▶ [REQUIREMENTS]
The required output is the line containing "outcrop in the photo above." through the final line of the material below, printed exactly, with no other lines.

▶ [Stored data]
┌──

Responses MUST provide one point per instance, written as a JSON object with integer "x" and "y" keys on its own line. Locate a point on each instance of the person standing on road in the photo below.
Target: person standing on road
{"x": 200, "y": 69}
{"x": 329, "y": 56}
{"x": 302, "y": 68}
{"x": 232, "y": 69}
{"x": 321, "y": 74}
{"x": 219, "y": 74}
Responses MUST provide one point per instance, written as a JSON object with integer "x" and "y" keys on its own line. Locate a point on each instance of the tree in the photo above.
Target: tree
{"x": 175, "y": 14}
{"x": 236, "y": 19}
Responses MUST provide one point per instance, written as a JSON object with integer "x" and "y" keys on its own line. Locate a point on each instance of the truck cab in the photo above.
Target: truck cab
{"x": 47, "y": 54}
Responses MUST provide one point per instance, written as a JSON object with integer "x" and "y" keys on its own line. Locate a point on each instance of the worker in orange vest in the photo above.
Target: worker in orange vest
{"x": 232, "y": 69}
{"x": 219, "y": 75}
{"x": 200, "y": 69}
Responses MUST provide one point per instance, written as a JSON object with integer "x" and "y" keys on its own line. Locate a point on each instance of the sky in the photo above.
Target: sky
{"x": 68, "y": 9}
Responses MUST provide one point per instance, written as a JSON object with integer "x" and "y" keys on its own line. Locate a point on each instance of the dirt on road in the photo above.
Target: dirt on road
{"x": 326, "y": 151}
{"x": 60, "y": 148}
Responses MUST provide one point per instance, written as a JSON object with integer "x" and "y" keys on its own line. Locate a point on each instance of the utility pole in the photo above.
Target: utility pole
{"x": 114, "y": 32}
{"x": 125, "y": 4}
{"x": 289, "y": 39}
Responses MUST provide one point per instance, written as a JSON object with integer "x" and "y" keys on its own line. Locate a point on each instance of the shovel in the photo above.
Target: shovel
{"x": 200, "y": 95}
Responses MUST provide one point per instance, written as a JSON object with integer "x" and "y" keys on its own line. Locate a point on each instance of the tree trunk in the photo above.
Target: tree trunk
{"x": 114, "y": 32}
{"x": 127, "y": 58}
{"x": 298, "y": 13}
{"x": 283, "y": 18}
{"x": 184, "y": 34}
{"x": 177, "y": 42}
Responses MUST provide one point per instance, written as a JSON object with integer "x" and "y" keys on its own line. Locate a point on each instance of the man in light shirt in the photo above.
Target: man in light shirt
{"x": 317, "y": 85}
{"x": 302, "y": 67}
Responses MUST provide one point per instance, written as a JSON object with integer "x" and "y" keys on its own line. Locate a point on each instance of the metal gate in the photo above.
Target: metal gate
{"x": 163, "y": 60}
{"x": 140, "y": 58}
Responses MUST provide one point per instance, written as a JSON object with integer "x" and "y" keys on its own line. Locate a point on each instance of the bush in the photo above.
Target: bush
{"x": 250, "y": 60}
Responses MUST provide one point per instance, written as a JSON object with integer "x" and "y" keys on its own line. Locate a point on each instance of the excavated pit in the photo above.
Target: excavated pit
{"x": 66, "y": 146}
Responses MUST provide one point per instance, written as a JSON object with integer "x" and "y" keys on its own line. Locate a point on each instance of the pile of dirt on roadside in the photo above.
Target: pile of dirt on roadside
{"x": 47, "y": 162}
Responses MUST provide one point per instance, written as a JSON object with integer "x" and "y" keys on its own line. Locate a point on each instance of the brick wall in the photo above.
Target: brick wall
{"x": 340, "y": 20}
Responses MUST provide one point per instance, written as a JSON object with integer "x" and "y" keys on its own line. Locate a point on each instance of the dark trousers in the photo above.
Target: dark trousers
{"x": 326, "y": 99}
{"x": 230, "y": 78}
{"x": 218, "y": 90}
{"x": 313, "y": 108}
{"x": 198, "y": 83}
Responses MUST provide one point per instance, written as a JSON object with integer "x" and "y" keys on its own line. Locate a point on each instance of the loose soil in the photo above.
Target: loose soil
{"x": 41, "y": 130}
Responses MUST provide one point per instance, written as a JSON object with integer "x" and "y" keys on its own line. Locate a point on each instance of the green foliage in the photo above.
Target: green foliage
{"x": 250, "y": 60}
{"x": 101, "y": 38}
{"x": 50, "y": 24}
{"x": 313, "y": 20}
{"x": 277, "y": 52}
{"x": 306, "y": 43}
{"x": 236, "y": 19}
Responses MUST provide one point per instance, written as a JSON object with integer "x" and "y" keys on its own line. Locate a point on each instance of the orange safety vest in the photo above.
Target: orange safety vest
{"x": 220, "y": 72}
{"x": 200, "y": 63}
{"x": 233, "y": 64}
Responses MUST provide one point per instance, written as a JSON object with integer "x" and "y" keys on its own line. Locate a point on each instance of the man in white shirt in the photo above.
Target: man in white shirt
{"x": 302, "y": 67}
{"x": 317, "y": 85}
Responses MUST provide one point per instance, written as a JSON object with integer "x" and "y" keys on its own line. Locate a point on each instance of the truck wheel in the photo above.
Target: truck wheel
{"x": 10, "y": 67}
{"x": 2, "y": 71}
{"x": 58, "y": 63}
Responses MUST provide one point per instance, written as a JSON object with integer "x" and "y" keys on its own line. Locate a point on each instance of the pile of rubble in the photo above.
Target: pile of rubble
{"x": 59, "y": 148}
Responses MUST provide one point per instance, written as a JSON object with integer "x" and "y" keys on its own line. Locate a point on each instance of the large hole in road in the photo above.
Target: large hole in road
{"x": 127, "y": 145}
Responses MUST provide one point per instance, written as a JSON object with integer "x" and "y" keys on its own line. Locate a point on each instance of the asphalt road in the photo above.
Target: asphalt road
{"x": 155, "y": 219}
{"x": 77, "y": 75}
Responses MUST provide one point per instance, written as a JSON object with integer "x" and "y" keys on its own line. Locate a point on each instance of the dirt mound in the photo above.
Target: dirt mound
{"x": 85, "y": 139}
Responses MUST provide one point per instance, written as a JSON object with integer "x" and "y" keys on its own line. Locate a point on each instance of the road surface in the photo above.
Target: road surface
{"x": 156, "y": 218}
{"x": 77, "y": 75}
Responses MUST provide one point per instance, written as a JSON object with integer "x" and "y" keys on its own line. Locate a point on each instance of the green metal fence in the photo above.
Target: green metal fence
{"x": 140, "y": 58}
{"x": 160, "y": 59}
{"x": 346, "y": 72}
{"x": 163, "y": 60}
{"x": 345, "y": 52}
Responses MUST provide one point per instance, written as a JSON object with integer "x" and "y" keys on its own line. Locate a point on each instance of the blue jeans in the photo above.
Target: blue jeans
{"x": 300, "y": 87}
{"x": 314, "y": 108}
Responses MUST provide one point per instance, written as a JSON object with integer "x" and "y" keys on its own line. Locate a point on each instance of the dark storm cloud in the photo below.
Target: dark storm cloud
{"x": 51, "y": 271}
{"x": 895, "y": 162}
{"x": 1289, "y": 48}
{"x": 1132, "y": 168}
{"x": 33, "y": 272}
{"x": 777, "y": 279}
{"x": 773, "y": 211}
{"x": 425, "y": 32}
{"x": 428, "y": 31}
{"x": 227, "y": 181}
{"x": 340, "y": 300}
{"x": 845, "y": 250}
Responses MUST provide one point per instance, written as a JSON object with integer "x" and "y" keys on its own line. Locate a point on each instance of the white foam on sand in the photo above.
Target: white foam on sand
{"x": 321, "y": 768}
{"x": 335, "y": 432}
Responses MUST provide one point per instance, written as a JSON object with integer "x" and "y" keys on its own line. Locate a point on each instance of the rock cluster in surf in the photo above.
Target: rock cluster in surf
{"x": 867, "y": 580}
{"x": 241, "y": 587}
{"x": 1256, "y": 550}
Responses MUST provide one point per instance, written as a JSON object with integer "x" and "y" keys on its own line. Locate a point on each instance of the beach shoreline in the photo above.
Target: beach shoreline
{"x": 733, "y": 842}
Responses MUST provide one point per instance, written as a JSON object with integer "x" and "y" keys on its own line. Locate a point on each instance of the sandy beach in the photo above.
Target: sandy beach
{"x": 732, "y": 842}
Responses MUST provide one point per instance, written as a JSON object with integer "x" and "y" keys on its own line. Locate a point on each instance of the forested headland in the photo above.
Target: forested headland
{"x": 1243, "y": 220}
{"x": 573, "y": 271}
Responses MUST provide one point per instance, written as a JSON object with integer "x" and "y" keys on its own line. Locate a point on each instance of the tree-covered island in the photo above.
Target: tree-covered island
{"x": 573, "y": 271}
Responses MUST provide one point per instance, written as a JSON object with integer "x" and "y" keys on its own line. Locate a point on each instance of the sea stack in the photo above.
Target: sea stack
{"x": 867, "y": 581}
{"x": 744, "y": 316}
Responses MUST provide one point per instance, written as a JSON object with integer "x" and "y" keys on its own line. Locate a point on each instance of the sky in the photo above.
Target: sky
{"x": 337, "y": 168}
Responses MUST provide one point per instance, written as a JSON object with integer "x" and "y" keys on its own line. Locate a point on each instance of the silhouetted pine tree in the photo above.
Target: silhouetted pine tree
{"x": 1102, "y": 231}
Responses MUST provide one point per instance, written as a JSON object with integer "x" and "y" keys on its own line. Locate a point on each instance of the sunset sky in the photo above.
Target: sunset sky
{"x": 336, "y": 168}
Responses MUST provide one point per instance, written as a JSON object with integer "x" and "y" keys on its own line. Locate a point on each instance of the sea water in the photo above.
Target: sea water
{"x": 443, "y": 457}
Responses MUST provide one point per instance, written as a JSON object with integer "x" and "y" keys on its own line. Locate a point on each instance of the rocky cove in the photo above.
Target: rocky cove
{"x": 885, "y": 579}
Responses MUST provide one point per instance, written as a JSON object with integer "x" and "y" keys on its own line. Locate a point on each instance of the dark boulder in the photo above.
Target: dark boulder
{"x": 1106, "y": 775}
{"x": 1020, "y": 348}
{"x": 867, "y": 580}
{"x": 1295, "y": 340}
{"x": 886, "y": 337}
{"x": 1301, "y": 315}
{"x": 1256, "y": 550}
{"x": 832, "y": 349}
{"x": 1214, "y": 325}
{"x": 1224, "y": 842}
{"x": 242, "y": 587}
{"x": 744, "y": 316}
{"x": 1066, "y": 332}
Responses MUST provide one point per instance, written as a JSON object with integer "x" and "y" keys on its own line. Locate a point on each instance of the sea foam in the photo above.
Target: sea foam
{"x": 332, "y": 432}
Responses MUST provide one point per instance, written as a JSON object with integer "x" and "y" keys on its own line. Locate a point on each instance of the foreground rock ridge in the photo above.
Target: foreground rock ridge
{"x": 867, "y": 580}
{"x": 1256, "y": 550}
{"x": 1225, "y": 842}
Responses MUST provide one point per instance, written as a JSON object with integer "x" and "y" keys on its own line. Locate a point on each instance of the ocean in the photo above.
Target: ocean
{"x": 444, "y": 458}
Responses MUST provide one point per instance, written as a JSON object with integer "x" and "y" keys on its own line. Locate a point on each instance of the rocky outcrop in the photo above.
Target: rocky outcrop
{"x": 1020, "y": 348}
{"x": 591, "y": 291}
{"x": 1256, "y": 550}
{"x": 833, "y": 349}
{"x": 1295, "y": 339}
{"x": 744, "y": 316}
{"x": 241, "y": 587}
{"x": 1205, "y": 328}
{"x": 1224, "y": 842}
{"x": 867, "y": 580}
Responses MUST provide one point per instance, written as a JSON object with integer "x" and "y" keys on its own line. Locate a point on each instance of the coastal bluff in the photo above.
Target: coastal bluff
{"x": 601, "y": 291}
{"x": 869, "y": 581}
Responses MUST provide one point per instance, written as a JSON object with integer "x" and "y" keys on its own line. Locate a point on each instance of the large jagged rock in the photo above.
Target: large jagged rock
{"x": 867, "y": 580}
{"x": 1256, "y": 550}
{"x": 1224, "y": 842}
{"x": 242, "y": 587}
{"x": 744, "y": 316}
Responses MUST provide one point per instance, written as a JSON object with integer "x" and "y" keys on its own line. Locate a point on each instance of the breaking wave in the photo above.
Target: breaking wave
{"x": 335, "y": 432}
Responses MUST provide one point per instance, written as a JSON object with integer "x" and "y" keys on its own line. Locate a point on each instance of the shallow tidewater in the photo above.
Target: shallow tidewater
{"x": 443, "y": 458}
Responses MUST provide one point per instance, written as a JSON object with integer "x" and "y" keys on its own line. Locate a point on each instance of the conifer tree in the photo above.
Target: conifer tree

└──

▶ [RESPONSE FOR THIS EXERCISE]
Responses MUST provide one point per instance, written as a JSON object with integer "x" and "y" keys on its own line. Locate a point on each instance of the rocky outcrop in the photo above.
Target: rocky outcrop
{"x": 1020, "y": 348}
{"x": 591, "y": 291}
{"x": 1256, "y": 550}
{"x": 833, "y": 349}
{"x": 1295, "y": 339}
{"x": 744, "y": 316}
{"x": 241, "y": 587}
{"x": 1205, "y": 328}
{"x": 1224, "y": 842}
{"x": 867, "y": 580}
Responses MUST provide one point per instance, written as a JSON object with integer "x" and "y" keys on its own line. Locate a point on each instance of the coastal bluff in the photo above.
Target: coastal bluff
{"x": 601, "y": 291}
{"x": 869, "y": 581}
Responses MUST provide one point per instance, written as a JSON object with integer "x" and "y" keys on its own line. Locate a point on each instance of the large jagged rock in the photo above.
Target: large jagged rock
{"x": 867, "y": 580}
{"x": 1256, "y": 550}
{"x": 1224, "y": 842}
{"x": 242, "y": 587}
{"x": 744, "y": 316}
Responses MUST provide one point per instance, written as a JSON object with integer "x" and "y" keys on its own line. Locate a point on each instance of the breaking wave in the photo above.
Target: breaking wave
{"x": 335, "y": 432}
Responses MUST provide one point per instance, written as a JSON object with integer "x" and "y" keys on its own line. Locate a point on each instance of the shallow tidewater in the photo above.
Target: shallow tidewater
{"x": 443, "y": 458}
Responses MUST provide one point per instance, written as a JSON object with integer "x" and "y" keys on its own line. Locate a point on each instance of the conifer tree in the photo above.
Target: conifer tree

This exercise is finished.